Re: compatibility between unicode 2.0 and 3.0

From: Asmus Freytag (
Date: Tue Feb 04 2003 - 05:46:00 EST

  • Next message: James H. Cloos Jr.: "Re: Public Review Issues update"

    At 10:49 PM 2/3/03 -0800, Doug Ewell wrote:
    > > Can you please explain what is the best practice to handle unassigned
    > > code points so that applications can easily become forward compatible?
    > > If we just ignore unassigned code points, then will it make for
    > > application easier to migrate to later version of Unicode?

    In many circumstances, the best approach for unassigned character
    codes is to treat them like the characters around them.

    An implementation might chose to interpolate the property values
    of assigned characters bordering a range of unassigned characters,
    using the following rules:

    * Look at the nearest assigned characters in both directions.
    If they are in the same block, and have the same property value,
    then use that value.

+---+

[Task details]
Continue the reply about handling unassigned Unicode code points, picking up right after its last sentence.

[Supplied information]
+---+

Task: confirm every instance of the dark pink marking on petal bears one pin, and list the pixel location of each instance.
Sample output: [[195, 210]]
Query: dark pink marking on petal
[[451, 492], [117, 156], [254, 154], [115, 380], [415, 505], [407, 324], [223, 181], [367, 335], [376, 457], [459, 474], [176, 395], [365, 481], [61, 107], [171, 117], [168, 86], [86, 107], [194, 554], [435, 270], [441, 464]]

+---+

[The response]
    * From any block boundary, extending to the nearest assigned
    character inside the block, use the property value of that character.
    * For all code points entirely in empty or unassigned blocks use the
    default property value for that property as given in the Unicode Character

    There are two important benefits of using that approach in implementations.
    Property values become much more contiguous, allowing better compaction of
    property tables. Furthermore, because similar characters are often
    encoded in proximity, chances are good that the interpolated values
    will match the actual property values when characters are assigned
    to a given code point later.

    Of course, many important properties may well not be predictable, but on
    the whole, the approach has proven successful.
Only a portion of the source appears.